Carry on the travel piece about South Tyrol from the point where it stops, starting after its final sentence.

**READING PASSAGE:**
━━━━━━━━━━━━━━━━━━━━━━━━━━━━━━
In fact the geography is simple: Alps? Yes. Austrian? No. South Tyrol is the northernmost province of Italy, bordering Austria, a region of outstanding beauty, of craggy mountains and green Alpine valleys. In fact it’s so beautiful that when I first arrive and take a cable-car up to the Vigilius Mountain Resort, my first thought is that the scene before me - the snowy peaks above, the lush green below and in the distance the Rosegarten peaks of the Dolomites turning an implausible shade of pink in the sunset - is all a giant backdrop.
But if anything the view from the little town of Merano is even odder - or at least it was one balmy day in March, when keen skiers were heading up to the mountains for some of Europe’s best ski-ing, while in the town below, people splashed about in the outdoor pools of the thermal baths and dried off on the sunlit, palm-filled terrace. This contrast occurs a lot in Merano, which has a singularly benign mini climate - and which makes me think I must tell my brother and sister-in-law about this place. She loves to ski, he can’t see the point of paying good money in search of anything as cold and nasty as snow and quickly gets bored in an Alpine village full of ski-crazy Brits.
But both would be happy based in Merano, a medieval trading town which acquired the posh hotels and charms of a belle epoque spa when Empress ‘Sissi’ of Austria - glamourous, beautiful but slightly dotty, playing Diana to Franz Josef’s Charles - made this place fashionable. But South Tyrol in general seems like so much more than a ski destination. True, it has the Dolomites, the world´s largest lift and ski-run network, and in Alta Badia, one of the world´s most chic resorts. But those mountains and valleys generate much more than black runs, cross-country skiing or snowboard parks.
There´s excellent food and wine to be enjoyed here, for a start: just one per cent of Italian wine is produced in South Tyrol, yet it wins almost a tenth of the prizes. Plus that same landscape also seems to produce some extraordinary individuals: rugged, quirky or just plain delightful. Gilbert Proesch, half of the Gilbert & George art double-act (currently showing at the Tate Modern) was born here.
Then there is Reinhold Messner – mountaineer, writer, green campaigner and the founder of several extraordinary museums here celebrating mountain life everywhere from Tibet to Machu Picchu. Or the fabulously named Margherita Fuchs-von Mannstein, matriarch, icon and boss of Forst, Italy’s older brewers. Then there’s Alois Lageder - who combines wine-making and hosting the high-end, Summa wine festival with contemporary art, until recently curating the Museion gallery in the regional capital Bolzano.
━━━━━━━━━━━━━━━━━━━━━━━━━━━━━━
Collected data
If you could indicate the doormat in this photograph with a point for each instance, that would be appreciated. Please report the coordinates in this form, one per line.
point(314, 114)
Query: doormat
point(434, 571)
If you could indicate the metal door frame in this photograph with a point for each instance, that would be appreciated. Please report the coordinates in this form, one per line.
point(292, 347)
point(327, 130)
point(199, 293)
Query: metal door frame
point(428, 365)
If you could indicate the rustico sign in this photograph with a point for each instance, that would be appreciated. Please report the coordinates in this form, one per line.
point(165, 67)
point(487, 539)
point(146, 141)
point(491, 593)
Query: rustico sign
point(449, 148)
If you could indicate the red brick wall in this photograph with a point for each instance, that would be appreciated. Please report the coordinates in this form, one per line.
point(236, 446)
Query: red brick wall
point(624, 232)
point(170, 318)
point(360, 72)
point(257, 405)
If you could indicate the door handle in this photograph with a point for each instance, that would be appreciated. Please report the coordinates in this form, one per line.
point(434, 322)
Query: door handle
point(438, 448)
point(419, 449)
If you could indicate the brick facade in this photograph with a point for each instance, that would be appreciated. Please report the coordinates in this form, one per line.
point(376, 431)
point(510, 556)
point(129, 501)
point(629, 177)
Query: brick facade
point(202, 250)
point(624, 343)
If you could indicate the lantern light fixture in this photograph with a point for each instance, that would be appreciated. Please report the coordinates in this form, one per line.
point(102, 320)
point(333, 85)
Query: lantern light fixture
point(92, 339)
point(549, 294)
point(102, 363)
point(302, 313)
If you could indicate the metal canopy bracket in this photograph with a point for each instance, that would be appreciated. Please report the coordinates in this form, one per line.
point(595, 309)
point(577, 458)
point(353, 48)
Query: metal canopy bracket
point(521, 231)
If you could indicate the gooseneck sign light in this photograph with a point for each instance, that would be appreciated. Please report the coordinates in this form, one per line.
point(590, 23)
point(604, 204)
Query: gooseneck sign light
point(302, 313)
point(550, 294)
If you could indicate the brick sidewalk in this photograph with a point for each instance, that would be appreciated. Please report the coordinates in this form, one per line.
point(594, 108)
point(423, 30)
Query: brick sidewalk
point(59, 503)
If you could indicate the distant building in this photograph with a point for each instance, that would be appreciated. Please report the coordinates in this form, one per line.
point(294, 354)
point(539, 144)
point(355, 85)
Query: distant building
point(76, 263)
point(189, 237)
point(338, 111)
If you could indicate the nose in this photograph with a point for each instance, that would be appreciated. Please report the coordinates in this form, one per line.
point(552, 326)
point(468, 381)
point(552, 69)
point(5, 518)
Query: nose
━━━━━━━━━━━━━━━━━━━━━━━━━━━━━━
**RESPONSE TO THIS EXERCISE:**
In fact the wine-with-art combo seems to be part of South Tyrol’s particular shtick and its inhabitants endearing commitment to enjoying the good life, in all its forms. Take Count Franz Pfeil, a handsome, genial man who lives in an ancient manor house outside Merano - just below the Vigillius. In fact I tasted his passito pudding wine before I met him, at the hotel’s restaurant perched dramatically above the valley. Where’s this wonderful nectar from, I asked the waiter, who in response pointed straight down - seems that if I’d lobbed my glass of the window, it would land a few thousand metres below in the vineyards which produce the Count’s excellent Kranzel wines.
There or in his sculpture garden, complete with labyrinth, terraces and a tiny ampitheatre. This used to be orchards. South Tyrol produces something like 10 per cent of Europe’s apples: the valleys are sea of white blossom in the early spring. But when the Count realised that he’d have to adopt intensive, industrial methods to continue to compete, he chose instead to opt out; thus the orchards were replaced with this bold, innovative garden, full of art, allegory and flowers.
But of all the rugged inviduals making waves in South Tyrol, none has been so influential in making this a cool destination for savvy European travellers as the designer and architect Matteo Thun. Thun was part of the famous Memphis design group; more recently he’s done work for Alessi and Bulgari. But it his designs for ‘destination hotels’ like the Vigilius Mountain Resort and the nearby Pergola, which have put South Tyrol on the map with both Wallpaper-reading hipsters and ecologists. For both are equally impressed by his commitment to green tourism in the mountains and his bold new aesthetic, entirely free of the alpine kitsch which clutters many a traditional resort.
So one senses interesting things afoot in the South Tyrol. But a glance at those names – some Italian, some German-sounding – suggest another factor which makes South Tyrol so fascinating. Architecture also provides a clue. Merano, with its Viennese Jugendstil ‘Kurhaus’ and theatre, looks like a fashionable Austro-Hungarian spa town - which is what it was until 1919, when this largely German-speaking Habsburg fiefdom was handed over to Italy as a reward for joining the Allies.
And Bolzano, for centuries an important centre on the trading route through the Brenner Pass, seems almost to be two towns: one built by practical, savvy medieval merchants (who’s houses seem to have the kind of naturally-driven airconditioning which architects like Thun are currently rediscovering). The other, a dotty fascistic but sometimes rather beautiful celebration of Rome’s eternal grandeur, all colonnades and friezes of square-jawed Fascist heroes.
Both have their appeal, to be honest, but the latter also speaks of Mussolini’s aggressive Italianisation policy, in which migrants from the south elbowed out German-speakers, while both place-names and even first names were changed into Italian. Thus Meran became Merano, Bozen, Bolzano, while as late as 1965, Stefan, the German-speaking South Tyrolean who showed me around the city, had to be christened Stefano, as German first-names were still banned here.